[Dataset entries]
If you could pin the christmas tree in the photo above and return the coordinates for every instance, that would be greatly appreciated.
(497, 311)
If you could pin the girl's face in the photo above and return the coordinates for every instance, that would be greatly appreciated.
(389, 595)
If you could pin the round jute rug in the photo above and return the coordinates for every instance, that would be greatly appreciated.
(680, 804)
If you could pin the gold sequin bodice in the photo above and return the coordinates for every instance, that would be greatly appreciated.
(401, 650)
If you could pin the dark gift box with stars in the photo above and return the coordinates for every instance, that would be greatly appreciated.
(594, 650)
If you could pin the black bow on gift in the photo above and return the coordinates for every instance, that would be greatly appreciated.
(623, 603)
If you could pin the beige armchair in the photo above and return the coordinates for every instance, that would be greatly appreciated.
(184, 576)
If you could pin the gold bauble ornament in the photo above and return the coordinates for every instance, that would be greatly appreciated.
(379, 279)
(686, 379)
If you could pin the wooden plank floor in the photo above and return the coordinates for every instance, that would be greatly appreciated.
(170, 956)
---
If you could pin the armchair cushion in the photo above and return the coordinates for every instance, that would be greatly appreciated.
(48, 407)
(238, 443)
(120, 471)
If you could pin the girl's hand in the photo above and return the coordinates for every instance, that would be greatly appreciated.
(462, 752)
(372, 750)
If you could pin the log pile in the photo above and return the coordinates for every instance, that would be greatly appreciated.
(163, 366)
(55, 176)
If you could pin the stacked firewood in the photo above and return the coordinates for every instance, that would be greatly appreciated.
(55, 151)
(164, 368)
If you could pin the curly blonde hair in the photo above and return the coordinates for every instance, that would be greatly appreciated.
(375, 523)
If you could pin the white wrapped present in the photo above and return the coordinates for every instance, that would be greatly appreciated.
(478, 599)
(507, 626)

**YOUR TASK**
Please identify each line in the entries above that contains the string "gold", and copy those lines out in full. A line counts only if the letters match in case.

**FINAL RESULT**
If you could pin the gold sequin bodice in the photo above and return the coordinates for every instance, that would be greatly appreciated.
If you could pin the gold bauble ornament in the photo above and return the coordinates for every instance, that would be greatly appreciated.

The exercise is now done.